Inductive step of the Jordan-Holder Theorem

Prove part 2 of the Jordan-Holder Theorem by induction on the shortest length of a composition series. [Hint: apply the inductive hypothesis to N_{k-1} \cap M_{\ell-1} and use the preceding exercises.]


First we prove some lemmas.

Lemma 1: Let G be a group. Let H, K_1, K_2 \leq G be subgroups such that H \vartriangleleft G, K_2 \vartriangleleft K_1, and K_1/K_2 is simple. Then either (H \cap K_1)/(H \cap K_2) \cong K_1/K_2 or H \cap K_1 = K_2. Proof: Note that H \cap K_1 is normal in K_1, so that K_2(H \cap K_1) is normal in K_1. Now K_2 \leq K_2(H \cap K_1) is normal, so by the Lattice Isomorphism Theorem we have (K_2(H \cap K_1))/K_2 \vartriangleleft K_1/K_2. Because K_1/K_2 is simple, there are two possibilities.

  • If K_2(H \cap K_1) = K_1, then since H \cap K_2 \vartriangleleft H \cap K_1 we have
    (H \cap K_1)/(H \cap K_2)  =  (H \cap K_1)/(H \cap K_1 \cap K_2)
    \cong K_2(H \cap K_1)/K_2
     =  K_1/K_2

    by the Second Isomorphism Theorem.

  • If K_2(H \cap K_1) = K_2, then H \cap K_1 \leq K_2. Now if g \in K_2, we have g(H \cap K_1) = gH \cap gK_1 = Hg \cap K_1g = (H \cap K_1)g, so that H \cap K_1 \vartriangleleft K_2. \square

Lemma 2: Let G be a group, H, K_1, K_2 \leq G subgroups such that H \vartriangleleft G, K_2 \vartriangleleft K_1, and K_1/K_2 is simple, and K_2 \leq H. Then either H \cap K_1 = K_1 or H \cap K_1 = K_2. Proof: We have K_2 \leq H \cap K_1 \vartriangleleft K_1. By the Lattice Isomorphism Theorem, (H \cap K_1)/K_2 \vartriangleleft K_1/K_2. The conclusion follows because K_1/K_2 is simple. \square

Lemma 3: Let G be a group, N \vartriangleleft G with G/N simple, and \{ H_i \}_{i=1}^k a family of subgroups of G such that H_i \vartriangleleft H_{i+1} for 1 \leq i < k, H_kN = G, and H_i \not\leq N for all 1 \leq i \leq k. Then H_iN = G for all 1 \leq i \leq k. Proof: We proceed by induction. For the base case, H_kN = G by hypothesis. For the inductive step, suppose 1 \leq i < k such that H_{i+1}N = G. Now N \vartriangleleft H_iN \vartriangleleft H_{i+1}N = G. By the Lattice Isomorphism Theorem, H_iN/N \vartriangleleft G/N. Since H_i \not\leq N, H_iN = G. Thus by induction we have H_iN = G for all 1 \leq i \leq k. \square

Now we move to the main result.

* _LISTED ENTRIES_
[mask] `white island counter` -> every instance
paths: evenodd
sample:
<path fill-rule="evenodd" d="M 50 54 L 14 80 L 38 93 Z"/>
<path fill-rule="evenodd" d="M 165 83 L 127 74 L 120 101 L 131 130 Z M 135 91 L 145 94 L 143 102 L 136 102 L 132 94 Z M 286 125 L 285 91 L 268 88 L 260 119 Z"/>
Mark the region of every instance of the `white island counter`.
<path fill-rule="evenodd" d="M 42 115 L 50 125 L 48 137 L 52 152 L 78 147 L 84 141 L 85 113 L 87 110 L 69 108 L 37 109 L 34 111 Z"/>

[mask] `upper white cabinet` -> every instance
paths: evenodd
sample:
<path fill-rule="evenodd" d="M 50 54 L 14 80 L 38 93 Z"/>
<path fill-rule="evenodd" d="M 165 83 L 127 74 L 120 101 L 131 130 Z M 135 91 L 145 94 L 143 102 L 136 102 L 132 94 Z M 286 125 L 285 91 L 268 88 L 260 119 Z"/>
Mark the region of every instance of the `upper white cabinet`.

--

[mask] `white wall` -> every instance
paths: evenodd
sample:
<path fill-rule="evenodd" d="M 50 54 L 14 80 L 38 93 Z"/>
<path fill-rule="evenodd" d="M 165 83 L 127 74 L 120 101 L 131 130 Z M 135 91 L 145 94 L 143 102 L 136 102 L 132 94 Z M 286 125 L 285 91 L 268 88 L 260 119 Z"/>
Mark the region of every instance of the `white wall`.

* _COMPLETE THE FOLLOWING_
1) Answer these questions about the Jordan-Holder proof.
(a) In Lemma 2, what condition on K_2 is added to the hypotheses shared with Lemma 1?
(b) In Lemma 3, what is assumed about each H_i with respect to N?
(c) Which theorem gives the isomorphism in the case K_2(H \cap K_1) = K_1 of the proof of Lemma 1?
2) Write the next part of the Jordan-Holder proof, starting right after "Now we move to the main result."

* _RESPONSES IN ORDER_
1)
(a) K_2 \leq H.
(b) H_i \not\leq N for all 1 \leq i \leq k.
(c) The Second Isomorphism Theorem.

2)
Note that every composition sequence of a finite group is necessarily finite. For a finite group G, we let the length of G be the shortest length of any composition series of G.

Let G be a finite group.

If the length of G is 1, then G is simple and thus has only one composition series; hence all composition series of G have the same length and isomorphic composition factors up to a permutation.

If the length of G is 2, then we saw in the previous exercise that all composition series of G have length 2 and isomorphic composition factors up to a permutation.

Suppose now that for some n > 2, if G is a finite group of length n or less then all composition series of G have the same length and isomorphic composition factors up to a permutation. Suppose G has length n+1, and let (1) \quad 1 = M_0 \vartriangleleft \cdots M_{n+1} = G and (2) \quad 1 = N_0 \vartriangleleft \cdots N_k = G be composition series of G. Let 1 = N_0 \vartriangleleft \cdots \vartriangleleft N_k = G be any other composition series of G; clearly k \geq n+1.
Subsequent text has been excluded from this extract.